- Required task -
Copy the data below line for line, without changing anything.

>> Start

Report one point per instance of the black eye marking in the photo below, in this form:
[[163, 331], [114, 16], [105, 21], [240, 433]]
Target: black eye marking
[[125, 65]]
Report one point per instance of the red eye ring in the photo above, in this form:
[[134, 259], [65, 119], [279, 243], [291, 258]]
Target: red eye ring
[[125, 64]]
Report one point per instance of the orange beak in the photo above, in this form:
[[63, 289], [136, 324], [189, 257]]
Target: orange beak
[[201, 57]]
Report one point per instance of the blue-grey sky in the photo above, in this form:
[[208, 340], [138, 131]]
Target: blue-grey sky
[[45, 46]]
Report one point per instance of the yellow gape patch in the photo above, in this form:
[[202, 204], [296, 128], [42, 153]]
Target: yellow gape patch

>> End

- Response for this exercise -
Report one point per instance of the black eye marking in the photo below, in this form:
[[163, 331], [114, 16], [105, 21], [240, 433]]
Target: black eye marking
[[125, 65]]
Report one point per instance of the red eye ring in the photo above, in this form:
[[134, 259], [65, 119], [279, 243], [291, 258]]
Target: red eye ring
[[125, 64]]
Report one point per instance of the orange beak in the photo above, in this form:
[[63, 289], [136, 324], [189, 257]]
Target: orange beak
[[201, 57]]
Report one point per instance of the blue-grey sky in the photo above, in this form:
[[208, 340], [138, 131]]
Target: blue-grey sky
[[45, 46]]
Report one point per instance of the yellow gape patch in the photo above, in this form:
[[202, 204], [296, 128], [42, 153]]
Target: yellow gape patch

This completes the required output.